* _What the exercise asks_
Can you turn the records below into a numbered list, one item per line with blank lines dropped, and leave the pictures out of your answer?

* _Dataset extract_
━━━━━━━━

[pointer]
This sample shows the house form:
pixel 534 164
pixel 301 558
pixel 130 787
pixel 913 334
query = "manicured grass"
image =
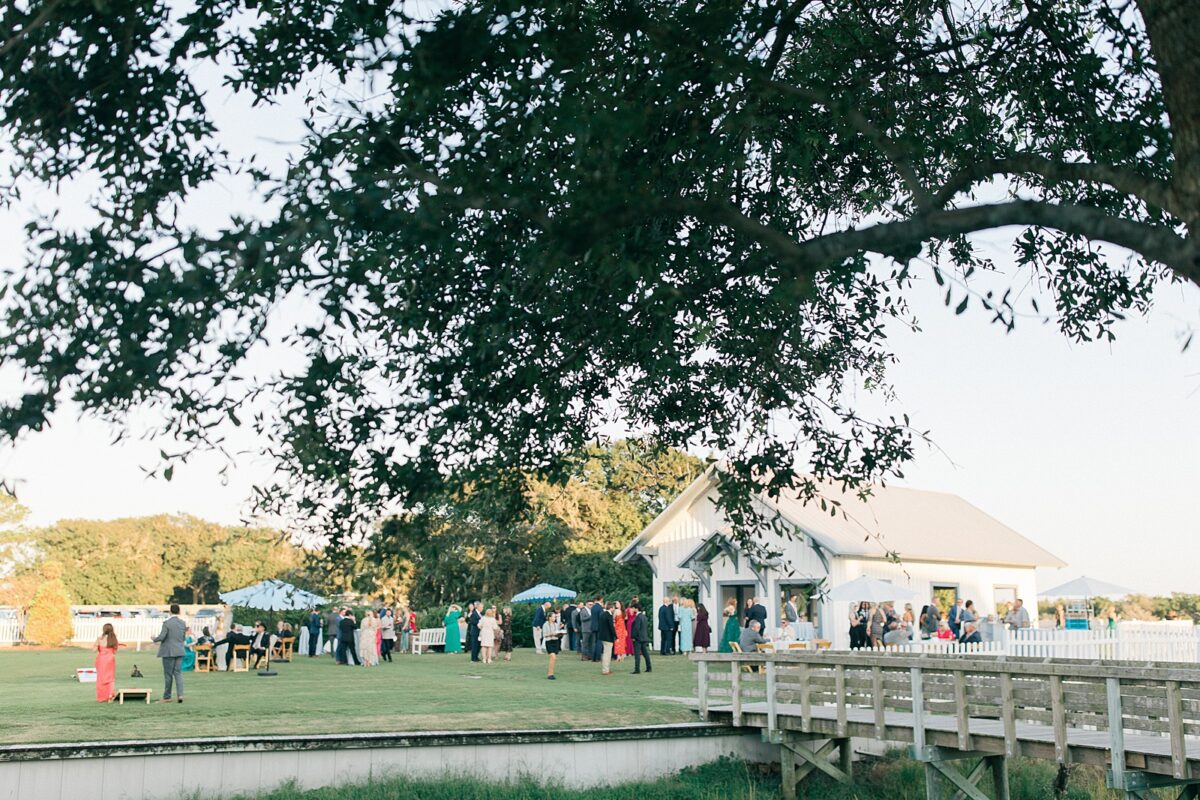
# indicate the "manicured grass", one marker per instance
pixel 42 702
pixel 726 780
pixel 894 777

━━━━━━━━

* _Reply_
1. [pointer]
2. This sample shows the house form:
3. pixel 534 164
4. pixel 301 558
5. pixel 130 787
6. pixel 913 334
7. query = "manicured grass"
8. image =
9. # indicate the "manicured grass", one marker per instance
10. pixel 42 702
11. pixel 726 780
12. pixel 894 777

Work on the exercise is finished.